» **EXERCISE PROMPT**:
Word for word, transcribe the lines from the one containing "point at the rear tire" through the end of the entries, both included, and nothing else.

(Records from a dataset)

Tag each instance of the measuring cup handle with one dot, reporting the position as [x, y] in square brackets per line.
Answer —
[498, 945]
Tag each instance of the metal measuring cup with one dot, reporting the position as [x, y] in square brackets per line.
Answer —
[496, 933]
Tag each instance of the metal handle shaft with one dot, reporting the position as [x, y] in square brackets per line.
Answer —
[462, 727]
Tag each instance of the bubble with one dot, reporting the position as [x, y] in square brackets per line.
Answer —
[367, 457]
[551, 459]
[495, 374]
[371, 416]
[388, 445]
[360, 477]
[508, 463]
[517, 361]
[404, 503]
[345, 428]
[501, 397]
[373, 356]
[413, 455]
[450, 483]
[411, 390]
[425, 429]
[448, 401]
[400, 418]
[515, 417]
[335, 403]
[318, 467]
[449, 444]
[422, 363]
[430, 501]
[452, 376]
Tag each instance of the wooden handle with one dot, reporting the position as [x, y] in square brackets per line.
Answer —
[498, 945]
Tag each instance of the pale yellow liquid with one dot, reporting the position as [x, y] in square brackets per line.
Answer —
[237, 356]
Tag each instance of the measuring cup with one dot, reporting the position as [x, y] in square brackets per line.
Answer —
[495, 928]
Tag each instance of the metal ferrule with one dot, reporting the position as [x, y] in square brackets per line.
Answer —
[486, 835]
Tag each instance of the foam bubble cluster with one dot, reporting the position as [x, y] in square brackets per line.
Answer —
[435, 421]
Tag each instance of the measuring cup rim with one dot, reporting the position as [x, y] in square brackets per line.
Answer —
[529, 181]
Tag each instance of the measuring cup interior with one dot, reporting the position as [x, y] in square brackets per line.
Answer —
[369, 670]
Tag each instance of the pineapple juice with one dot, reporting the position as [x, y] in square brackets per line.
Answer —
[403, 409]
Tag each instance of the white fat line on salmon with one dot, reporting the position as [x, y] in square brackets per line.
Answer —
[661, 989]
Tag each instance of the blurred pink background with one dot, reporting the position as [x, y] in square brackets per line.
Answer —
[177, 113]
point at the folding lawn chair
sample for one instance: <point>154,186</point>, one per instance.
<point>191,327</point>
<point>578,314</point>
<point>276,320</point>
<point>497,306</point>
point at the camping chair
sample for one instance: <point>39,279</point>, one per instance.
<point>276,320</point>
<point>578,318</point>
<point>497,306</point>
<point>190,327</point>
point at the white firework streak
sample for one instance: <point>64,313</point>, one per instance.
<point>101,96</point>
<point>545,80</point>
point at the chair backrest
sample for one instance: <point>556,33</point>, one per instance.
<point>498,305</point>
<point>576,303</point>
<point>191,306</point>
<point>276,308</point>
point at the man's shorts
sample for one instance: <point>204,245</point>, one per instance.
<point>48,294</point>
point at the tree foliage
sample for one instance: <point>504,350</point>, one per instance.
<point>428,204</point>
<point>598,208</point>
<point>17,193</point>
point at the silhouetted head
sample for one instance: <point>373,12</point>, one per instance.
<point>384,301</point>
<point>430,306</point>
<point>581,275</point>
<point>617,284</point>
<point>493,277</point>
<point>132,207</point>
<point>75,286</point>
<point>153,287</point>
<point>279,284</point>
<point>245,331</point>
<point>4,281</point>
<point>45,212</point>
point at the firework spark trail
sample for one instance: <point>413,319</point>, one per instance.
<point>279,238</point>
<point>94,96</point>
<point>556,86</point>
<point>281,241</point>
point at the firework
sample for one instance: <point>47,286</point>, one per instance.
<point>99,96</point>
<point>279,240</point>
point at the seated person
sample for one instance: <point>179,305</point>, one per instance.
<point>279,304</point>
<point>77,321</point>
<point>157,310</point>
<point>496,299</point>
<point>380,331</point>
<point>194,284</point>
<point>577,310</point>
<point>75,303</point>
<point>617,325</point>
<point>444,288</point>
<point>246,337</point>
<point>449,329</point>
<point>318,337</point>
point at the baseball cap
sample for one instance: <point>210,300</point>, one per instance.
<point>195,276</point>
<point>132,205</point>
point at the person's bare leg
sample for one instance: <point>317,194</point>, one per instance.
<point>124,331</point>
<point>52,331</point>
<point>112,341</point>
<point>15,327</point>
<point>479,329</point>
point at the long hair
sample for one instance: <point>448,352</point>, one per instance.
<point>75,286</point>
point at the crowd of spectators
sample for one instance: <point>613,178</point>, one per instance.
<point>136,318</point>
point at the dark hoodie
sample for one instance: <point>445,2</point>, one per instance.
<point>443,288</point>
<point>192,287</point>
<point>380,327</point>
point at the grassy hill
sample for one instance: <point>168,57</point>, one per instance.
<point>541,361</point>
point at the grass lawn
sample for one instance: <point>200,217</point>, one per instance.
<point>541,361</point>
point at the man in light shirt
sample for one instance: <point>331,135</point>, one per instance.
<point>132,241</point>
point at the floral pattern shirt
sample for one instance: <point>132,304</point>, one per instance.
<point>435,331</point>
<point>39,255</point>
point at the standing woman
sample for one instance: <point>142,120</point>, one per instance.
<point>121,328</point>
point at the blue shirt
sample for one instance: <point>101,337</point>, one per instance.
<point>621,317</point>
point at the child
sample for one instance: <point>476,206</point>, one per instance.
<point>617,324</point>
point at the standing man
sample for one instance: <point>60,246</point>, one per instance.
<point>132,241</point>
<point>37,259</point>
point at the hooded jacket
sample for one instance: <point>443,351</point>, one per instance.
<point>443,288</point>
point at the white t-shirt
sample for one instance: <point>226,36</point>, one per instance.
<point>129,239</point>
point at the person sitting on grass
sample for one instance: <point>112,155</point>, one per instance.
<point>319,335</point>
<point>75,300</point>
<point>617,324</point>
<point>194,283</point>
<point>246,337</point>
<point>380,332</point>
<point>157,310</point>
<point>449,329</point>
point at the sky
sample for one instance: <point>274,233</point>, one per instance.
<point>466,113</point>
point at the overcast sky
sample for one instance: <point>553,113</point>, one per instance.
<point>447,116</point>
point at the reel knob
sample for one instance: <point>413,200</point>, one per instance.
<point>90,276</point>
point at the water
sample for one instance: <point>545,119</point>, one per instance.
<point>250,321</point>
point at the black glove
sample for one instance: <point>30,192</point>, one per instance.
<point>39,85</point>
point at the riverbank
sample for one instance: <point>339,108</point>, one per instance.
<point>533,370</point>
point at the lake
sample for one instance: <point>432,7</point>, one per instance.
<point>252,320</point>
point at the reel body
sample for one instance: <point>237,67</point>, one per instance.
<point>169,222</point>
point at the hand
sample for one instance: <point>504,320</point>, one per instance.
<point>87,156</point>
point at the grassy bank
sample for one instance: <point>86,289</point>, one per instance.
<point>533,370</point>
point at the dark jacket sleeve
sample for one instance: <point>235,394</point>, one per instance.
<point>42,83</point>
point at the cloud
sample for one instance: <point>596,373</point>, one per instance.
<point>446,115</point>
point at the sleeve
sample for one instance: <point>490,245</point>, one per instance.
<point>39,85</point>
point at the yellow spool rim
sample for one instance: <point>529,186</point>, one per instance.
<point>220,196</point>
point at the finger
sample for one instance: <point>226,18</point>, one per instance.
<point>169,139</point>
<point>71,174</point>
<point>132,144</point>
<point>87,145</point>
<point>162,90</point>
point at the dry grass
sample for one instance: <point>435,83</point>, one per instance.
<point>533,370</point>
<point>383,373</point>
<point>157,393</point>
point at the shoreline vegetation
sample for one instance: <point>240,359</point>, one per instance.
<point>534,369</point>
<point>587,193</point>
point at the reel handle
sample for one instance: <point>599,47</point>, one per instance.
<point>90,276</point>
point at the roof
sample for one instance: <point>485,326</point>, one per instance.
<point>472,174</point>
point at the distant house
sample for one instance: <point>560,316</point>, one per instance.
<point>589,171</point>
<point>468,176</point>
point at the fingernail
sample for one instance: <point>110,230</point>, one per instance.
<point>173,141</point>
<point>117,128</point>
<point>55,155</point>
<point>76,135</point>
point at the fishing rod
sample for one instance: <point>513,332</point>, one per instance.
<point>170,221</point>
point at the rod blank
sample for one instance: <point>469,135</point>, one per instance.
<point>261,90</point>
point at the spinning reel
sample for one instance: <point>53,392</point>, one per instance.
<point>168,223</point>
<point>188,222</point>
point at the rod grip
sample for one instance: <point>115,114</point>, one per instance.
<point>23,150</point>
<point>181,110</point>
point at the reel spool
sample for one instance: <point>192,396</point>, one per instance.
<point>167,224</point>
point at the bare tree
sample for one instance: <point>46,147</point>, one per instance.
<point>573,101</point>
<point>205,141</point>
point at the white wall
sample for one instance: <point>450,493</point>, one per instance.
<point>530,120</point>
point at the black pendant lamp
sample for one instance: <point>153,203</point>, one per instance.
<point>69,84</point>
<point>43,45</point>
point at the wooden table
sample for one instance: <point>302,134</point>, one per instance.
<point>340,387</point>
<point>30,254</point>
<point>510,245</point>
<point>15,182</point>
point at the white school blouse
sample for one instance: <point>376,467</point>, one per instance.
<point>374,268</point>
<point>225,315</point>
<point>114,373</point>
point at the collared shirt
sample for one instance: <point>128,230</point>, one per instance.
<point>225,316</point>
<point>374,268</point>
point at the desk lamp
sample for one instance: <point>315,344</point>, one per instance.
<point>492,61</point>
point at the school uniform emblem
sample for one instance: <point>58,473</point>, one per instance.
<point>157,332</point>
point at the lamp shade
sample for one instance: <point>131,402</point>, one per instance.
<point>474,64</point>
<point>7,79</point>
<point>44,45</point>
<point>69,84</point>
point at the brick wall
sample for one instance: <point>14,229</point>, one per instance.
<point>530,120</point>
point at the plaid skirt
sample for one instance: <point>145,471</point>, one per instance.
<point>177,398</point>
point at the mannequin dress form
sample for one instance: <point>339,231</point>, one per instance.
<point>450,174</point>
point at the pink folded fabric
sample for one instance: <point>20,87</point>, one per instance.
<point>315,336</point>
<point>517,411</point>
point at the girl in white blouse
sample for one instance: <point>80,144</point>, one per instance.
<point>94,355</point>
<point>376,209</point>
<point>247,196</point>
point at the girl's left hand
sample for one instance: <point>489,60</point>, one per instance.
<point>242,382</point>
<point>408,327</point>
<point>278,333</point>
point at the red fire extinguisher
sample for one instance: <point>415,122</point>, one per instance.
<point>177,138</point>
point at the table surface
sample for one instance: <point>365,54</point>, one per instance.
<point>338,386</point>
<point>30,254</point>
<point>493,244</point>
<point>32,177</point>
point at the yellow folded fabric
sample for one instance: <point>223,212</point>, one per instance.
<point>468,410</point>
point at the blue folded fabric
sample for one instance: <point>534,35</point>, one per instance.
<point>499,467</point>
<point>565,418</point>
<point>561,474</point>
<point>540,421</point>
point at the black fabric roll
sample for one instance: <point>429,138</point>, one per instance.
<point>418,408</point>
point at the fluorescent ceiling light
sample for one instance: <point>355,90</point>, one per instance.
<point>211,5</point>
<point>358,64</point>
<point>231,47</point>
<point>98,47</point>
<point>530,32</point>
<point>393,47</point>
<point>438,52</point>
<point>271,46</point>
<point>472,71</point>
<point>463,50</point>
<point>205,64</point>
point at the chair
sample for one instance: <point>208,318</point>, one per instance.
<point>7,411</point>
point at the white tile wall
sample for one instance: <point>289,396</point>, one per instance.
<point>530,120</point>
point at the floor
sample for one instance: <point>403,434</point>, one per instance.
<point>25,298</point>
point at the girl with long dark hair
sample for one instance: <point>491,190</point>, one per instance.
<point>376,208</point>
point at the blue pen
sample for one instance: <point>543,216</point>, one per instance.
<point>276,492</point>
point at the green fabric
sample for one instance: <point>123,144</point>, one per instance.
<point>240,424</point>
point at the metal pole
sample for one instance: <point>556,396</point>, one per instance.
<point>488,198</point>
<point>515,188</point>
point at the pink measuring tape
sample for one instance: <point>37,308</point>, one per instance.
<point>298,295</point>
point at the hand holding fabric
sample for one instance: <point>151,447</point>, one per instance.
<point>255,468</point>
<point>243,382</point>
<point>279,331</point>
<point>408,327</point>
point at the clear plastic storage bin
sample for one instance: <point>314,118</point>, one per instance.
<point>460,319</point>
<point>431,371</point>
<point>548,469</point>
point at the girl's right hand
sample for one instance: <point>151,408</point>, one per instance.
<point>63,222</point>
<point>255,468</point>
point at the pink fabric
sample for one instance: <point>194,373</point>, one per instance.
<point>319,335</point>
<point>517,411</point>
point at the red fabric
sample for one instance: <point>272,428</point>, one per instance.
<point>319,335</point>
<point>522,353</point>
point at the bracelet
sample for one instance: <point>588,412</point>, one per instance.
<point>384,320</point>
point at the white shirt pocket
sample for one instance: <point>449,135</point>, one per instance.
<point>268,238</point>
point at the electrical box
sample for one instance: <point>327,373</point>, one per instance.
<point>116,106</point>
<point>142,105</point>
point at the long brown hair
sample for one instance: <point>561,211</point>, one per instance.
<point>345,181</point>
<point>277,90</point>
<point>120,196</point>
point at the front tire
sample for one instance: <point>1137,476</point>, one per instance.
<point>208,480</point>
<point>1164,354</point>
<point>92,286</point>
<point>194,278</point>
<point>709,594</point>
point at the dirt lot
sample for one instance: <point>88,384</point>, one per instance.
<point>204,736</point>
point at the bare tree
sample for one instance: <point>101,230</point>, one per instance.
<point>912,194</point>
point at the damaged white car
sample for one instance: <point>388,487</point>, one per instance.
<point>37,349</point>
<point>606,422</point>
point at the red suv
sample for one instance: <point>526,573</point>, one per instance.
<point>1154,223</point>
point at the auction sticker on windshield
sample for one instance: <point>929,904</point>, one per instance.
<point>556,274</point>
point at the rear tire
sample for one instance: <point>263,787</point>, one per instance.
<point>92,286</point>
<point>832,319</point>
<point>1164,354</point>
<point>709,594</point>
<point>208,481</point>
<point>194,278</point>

» **YOUR RESPONSE**:
point at the rear tire
sample for one instance: <point>263,787</point>, one per instance.
<point>92,286</point>
<point>832,319</point>
<point>1164,354</point>
<point>709,594</point>
<point>208,481</point>
<point>194,278</point>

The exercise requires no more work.